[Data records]
Content starts

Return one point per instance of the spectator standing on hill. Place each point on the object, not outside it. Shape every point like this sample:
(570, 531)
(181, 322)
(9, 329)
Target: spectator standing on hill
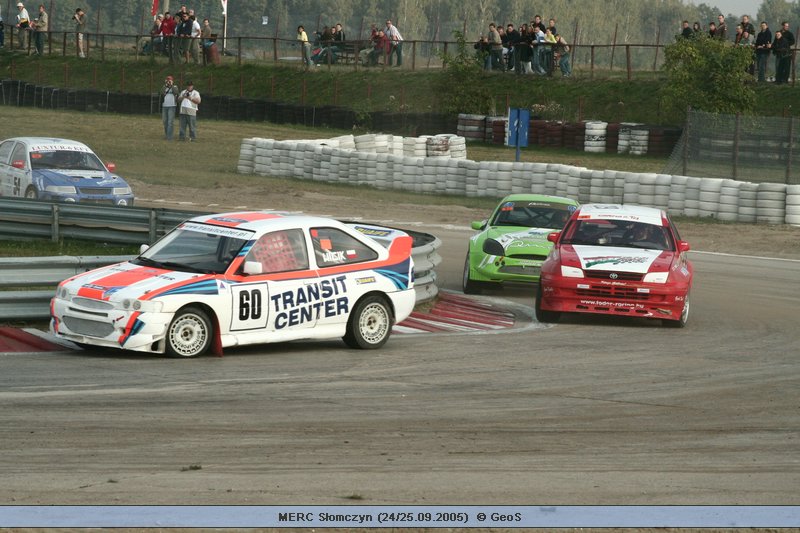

Content ends

> **Action item**: Your job is to repeat every entry exactly, keeping all pictures out of the copy.

> **Solution to this exercise**:
Return one point per instance of the spectator standing on hill. Place each point on the object, not outside it. Shape every point like this sample:
(570, 531)
(181, 322)
(9, 329)
Target: spectator standing on hill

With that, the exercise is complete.